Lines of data
####

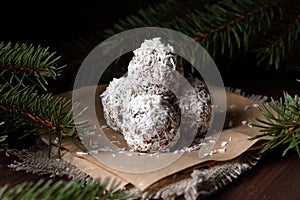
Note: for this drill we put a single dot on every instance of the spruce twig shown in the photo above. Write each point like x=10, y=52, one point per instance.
x=45, y=113
x=282, y=123
x=22, y=62
x=61, y=190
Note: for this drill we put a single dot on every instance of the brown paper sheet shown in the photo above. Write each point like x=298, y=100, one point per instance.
x=240, y=110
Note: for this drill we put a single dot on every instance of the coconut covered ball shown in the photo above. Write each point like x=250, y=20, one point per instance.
x=196, y=106
x=150, y=123
x=116, y=94
x=155, y=61
x=143, y=105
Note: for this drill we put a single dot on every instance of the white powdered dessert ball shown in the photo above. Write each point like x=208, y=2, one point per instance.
x=116, y=94
x=150, y=124
x=155, y=61
x=196, y=106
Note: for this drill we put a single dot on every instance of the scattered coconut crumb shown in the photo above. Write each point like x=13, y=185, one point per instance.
x=224, y=143
x=246, y=107
x=232, y=106
x=81, y=153
x=244, y=122
x=255, y=105
x=230, y=123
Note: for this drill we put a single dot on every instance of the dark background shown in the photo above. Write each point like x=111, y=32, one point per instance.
x=73, y=28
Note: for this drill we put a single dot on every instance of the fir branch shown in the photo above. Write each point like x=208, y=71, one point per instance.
x=62, y=190
x=282, y=123
x=27, y=62
x=45, y=113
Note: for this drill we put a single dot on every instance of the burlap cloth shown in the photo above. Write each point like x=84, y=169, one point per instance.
x=189, y=176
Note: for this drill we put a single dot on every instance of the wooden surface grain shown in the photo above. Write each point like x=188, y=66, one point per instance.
x=274, y=177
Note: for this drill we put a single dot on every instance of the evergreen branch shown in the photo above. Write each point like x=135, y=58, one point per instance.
x=282, y=123
x=28, y=61
x=277, y=48
x=62, y=190
x=45, y=113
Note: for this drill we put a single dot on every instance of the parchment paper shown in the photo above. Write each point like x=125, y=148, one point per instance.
x=233, y=141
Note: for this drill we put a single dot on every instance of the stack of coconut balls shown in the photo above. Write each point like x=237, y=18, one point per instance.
x=143, y=106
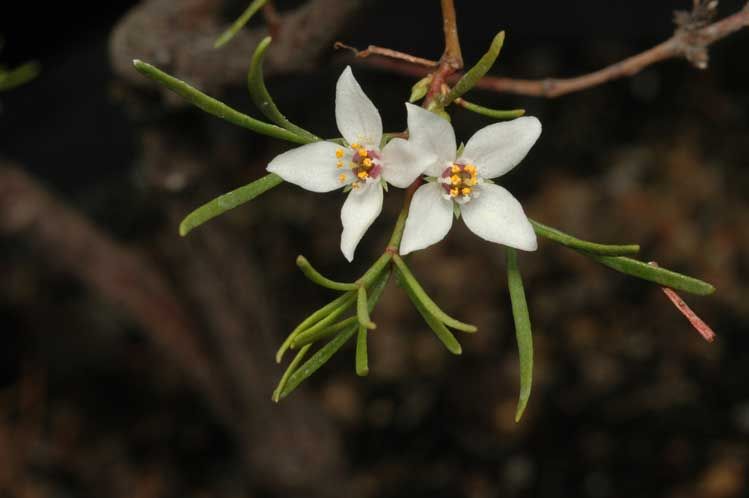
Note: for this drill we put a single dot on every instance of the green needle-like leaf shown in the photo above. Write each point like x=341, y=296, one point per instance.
x=290, y=370
x=522, y=330
x=250, y=11
x=478, y=71
x=313, y=319
x=332, y=316
x=228, y=201
x=660, y=276
x=216, y=107
x=420, y=295
x=326, y=352
x=443, y=333
x=261, y=97
x=583, y=245
x=362, y=362
x=317, y=360
x=19, y=76
x=324, y=333
x=492, y=113
x=362, y=311
x=319, y=279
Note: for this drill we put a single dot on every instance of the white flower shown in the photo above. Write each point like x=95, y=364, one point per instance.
x=488, y=210
x=362, y=166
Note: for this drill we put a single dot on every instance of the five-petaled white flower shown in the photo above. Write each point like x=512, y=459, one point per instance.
x=488, y=210
x=362, y=166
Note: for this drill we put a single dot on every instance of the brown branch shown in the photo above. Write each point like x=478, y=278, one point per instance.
x=688, y=43
x=71, y=243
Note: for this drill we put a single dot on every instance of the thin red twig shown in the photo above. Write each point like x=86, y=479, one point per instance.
x=690, y=43
x=699, y=325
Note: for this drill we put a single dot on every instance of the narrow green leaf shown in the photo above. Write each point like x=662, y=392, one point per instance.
x=492, y=113
x=660, y=276
x=362, y=362
x=478, y=71
x=443, y=333
x=319, y=279
x=583, y=245
x=420, y=89
x=317, y=360
x=228, y=201
x=362, y=312
x=522, y=330
x=419, y=294
x=261, y=97
x=332, y=315
x=19, y=76
x=307, y=336
x=250, y=11
x=290, y=370
x=313, y=319
x=216, y=107
x=323, y=333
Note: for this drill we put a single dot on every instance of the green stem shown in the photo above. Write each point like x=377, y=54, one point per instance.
x=216, y=107
x=583, y=245
x=237, y=25
x=319, y=279
x=473, y=75
x=362, y=312
x=361, y=360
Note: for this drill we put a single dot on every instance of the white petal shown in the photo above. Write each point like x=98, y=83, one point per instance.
x=358, y=213
x=311, y=166
x=498, y=148
x=356, y=116
x=498, y=217
x=404, y=162
x=431, y=133
x=429, y=218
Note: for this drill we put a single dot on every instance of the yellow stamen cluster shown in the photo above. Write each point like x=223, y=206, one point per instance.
x=360, y=164
x=462, y=179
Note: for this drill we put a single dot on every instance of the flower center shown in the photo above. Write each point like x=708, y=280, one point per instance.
x=459, y=182
x=364, y=165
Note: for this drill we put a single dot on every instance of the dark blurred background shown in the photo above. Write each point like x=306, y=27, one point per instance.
x=134, y=363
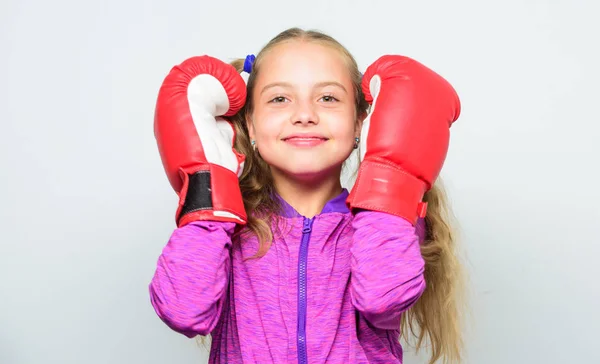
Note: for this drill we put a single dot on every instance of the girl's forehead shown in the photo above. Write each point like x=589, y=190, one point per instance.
x=303, y=60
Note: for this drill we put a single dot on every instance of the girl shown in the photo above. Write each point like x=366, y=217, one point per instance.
x=271, y=256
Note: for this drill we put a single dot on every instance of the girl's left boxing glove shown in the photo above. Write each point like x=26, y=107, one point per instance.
x=404, y=140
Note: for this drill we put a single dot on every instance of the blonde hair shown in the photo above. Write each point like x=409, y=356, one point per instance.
x=435, y=318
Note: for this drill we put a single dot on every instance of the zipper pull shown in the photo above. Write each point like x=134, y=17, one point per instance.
x=306, y=229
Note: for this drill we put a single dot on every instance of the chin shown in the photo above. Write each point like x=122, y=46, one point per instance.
x=308, y=169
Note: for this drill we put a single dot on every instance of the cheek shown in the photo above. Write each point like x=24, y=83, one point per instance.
x=343, y=126
x=268, y=126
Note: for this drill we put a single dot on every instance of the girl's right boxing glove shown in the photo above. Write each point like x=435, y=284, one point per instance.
x=196, y=143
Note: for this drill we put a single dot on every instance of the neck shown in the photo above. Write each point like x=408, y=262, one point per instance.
x=308, y=196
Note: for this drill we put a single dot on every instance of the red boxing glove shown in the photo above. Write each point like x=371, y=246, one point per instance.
x=196, y=143
x=404, y=140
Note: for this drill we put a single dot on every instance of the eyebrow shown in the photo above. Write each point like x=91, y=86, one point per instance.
x=289, y=85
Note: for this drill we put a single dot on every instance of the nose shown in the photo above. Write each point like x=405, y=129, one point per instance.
x=305, y=113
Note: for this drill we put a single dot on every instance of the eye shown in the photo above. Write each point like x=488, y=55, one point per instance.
x=278, y=99
x=329, y=98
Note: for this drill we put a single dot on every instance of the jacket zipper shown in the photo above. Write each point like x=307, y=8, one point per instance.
x=302, y=263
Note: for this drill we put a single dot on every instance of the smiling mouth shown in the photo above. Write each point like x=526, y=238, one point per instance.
x=301, y=141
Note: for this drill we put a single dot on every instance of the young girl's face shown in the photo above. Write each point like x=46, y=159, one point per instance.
x=304, y=119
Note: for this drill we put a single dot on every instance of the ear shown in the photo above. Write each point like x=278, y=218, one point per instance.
x=359, y=123
x=250, y=126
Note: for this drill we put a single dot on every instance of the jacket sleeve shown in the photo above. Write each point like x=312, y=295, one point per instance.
x=387, y=269
x=191, y=280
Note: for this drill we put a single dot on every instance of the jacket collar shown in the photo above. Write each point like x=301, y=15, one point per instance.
x=336, y=204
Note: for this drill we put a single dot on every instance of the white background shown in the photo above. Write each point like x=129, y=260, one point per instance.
x=86, y=208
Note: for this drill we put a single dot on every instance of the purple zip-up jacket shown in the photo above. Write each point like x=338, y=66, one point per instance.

####

*Exercise prompt*
Copy the lines verbatim, beginning at the line that contains "y=260, one point per instance." and continuing through the last line of the items.

*Answer to the problem*
Note: for this drill we put a single dot on every instance of the white background shown in the photo above. Write each point like x=129, y=260, one point per instance.
x=86, y=208
Note: for this drill we put a single dot on every instance of the purple zip-up jacket shown in the photo above. Write each point like x=338, y=66, one point per instance.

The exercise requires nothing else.